[GIVEN PROBLEM]
Extract every line in the records below that contains the word "above", and copy each such line in full.

[RECORD SET]
Begin

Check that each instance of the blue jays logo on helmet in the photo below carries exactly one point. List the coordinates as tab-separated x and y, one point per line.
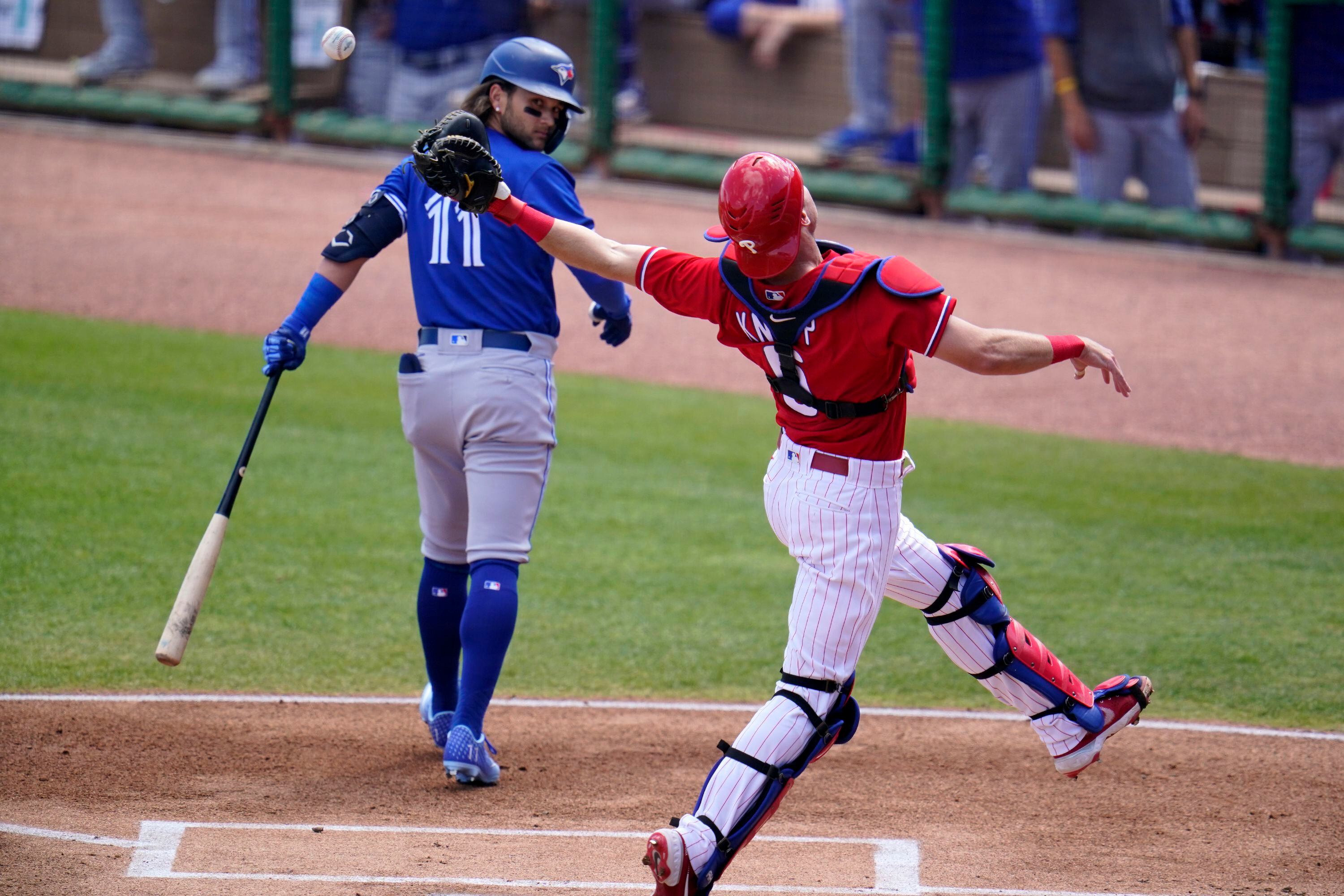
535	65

End
Begin

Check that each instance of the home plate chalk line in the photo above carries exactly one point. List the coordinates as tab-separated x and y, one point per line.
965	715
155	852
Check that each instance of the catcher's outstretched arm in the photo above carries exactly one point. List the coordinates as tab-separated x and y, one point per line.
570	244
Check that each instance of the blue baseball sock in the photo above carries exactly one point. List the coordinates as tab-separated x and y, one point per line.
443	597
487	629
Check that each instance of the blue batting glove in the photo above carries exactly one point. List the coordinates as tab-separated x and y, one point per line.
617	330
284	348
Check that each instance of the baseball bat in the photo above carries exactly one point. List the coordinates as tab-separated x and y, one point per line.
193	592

End

[REPLY TO THE TASK]
Check that each instance of the home plate chalk line in the photo above carries exactly one point. List the coordinates as tab-separated x and y, one point per line.
Check that each instance of the catcher's outstretched arm in the photo above carries exactly one point. List the coordinates as tab-separated x and y, one point per line.
Check that each instance of the blue baseball sock in the photo above carries exactly one point. List the coordinates as tab-separated x and y, one point per line.
Check that each instance of the blue batting glove in the photo above carries exactly one point. List the coordinates as tab-separated x and y, one point per line.
Check that each instance of the baseball bat in the photo above carries exactly one point. List the coordinates as tab-separated x and y, one point per line.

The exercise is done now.